▸ TASK LIST
a) Answer these from the passage on pizza dough and flour:
(i) Which flour makes a predictable dough?
(ii) Which earlier issue discussed population wheats?
(iii) What is a population wheat field seeded with at the start of the growing season?
b) Pick up the passage on pizza dough and population wheat from its final sentence and carry it on.

▸ TEXT PASSAGE
┏━━
Rest easy on at least the first question. It really is possible, if you want, to make Pizza Dough of True or Knightian Uncertainty. But maybe more needs to be said about flour for that to be clear.

As I suggested last week, dough can be made more or less uncertain depending on what flour you choose to make it from. Highly refined 00 flour milled from strong monocultural wheats makes a predictable dough; flour stoneground from population wheats makes a less predictable dough. Nothing new so far.

When I wrote about population wheats in a previous issue (#15), it was to emphasize that “population wheat fields aren’t prone to complete failure like monoculture wheat fields can be—in fact, that their yields are relatively stable from year to year despite dramatically different growing conditions,” and that, as systems, they were “less—not more—fragile.”

Imagine a field seeded at the beginning of the growing season with a mixture of hundreds of varieties of wheat saved from the previous harvest. During the growing season, temperature, rain, and many other influences change how these varieties compete with each other and which varieties are more successful. While individual wheat plants in the field may not do so well, the diverse population as a whole does well under a broad range of growing conditions.
┗━━
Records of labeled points
┏━━
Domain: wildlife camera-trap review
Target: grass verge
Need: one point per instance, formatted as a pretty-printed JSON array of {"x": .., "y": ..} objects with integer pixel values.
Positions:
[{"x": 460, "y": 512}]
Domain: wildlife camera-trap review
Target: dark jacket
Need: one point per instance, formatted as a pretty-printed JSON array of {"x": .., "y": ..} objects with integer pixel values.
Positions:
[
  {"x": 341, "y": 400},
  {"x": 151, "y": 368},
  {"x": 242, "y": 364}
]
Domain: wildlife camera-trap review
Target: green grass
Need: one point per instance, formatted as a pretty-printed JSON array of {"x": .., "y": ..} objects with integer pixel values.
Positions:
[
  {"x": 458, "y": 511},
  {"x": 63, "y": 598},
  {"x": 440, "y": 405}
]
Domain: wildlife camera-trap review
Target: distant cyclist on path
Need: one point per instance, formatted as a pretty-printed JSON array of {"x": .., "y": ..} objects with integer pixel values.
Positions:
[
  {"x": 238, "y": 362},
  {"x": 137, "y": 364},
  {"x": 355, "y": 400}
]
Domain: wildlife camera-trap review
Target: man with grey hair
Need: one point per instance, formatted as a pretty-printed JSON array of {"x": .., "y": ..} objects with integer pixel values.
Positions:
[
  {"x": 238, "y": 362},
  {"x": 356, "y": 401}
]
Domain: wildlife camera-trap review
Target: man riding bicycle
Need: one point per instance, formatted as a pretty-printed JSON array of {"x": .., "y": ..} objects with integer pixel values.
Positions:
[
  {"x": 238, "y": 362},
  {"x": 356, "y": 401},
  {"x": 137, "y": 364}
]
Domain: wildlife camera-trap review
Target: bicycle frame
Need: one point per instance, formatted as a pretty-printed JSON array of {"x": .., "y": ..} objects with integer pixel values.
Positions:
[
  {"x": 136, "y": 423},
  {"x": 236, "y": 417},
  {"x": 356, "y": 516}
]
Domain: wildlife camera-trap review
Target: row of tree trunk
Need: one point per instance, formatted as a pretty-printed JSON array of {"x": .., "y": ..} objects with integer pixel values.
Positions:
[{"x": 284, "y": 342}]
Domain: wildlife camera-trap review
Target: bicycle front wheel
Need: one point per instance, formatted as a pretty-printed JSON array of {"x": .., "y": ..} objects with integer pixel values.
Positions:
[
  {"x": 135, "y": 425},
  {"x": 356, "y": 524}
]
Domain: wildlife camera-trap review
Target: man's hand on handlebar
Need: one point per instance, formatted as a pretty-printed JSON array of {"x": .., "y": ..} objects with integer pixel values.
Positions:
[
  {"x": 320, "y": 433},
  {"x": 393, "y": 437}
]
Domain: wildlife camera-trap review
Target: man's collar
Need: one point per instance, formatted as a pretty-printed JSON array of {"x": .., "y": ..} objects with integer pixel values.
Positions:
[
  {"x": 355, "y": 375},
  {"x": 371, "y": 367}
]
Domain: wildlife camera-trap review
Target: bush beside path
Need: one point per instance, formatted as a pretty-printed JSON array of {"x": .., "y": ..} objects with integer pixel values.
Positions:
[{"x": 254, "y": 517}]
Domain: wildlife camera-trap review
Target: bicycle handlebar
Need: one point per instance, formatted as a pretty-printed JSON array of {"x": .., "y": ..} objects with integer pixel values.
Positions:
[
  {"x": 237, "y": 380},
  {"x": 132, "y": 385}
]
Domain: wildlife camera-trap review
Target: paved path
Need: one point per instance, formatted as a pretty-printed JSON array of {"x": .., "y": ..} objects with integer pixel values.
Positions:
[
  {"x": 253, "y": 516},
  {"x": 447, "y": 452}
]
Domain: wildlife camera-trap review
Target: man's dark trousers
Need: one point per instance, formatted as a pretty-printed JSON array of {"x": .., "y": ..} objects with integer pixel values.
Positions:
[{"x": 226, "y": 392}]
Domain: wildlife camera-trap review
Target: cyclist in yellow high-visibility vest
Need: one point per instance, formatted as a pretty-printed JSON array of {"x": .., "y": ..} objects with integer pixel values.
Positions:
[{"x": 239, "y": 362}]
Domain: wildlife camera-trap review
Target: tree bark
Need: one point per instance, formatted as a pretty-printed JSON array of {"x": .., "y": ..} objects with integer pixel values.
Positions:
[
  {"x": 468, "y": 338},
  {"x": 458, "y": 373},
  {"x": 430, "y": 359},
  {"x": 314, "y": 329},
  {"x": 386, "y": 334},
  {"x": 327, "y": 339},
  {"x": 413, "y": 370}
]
┗━━
▸ REPLIES
a)
(i) Highly refined 00 flour milled from strong monocultural wheats.
(ii) Issue #15.
(iii) A mixture of hundreds of varieties of wheat saved from the previous harvest.

b)
The adaptability and robustness of a population wheat is inextricably intertwined with its unpredictability. (This is for the same reasons as why diverse organizations or cities are more adaptable and robust.) While the grower of a population wheat knows abstractly what kinds of wheat are growing in the field, the precise actual composition of wheats in the field at harvest time is practically impossible to determine.

Choosing a stoneground flour means choosing flour containing unpredictable particle sizes and parts of the wheat berry. This is almost an unavoidable product of how stone milling (vs roller milling) works. Choosing a stoneground population wheat flour layers more unpredictability into the equation.

But there’s more.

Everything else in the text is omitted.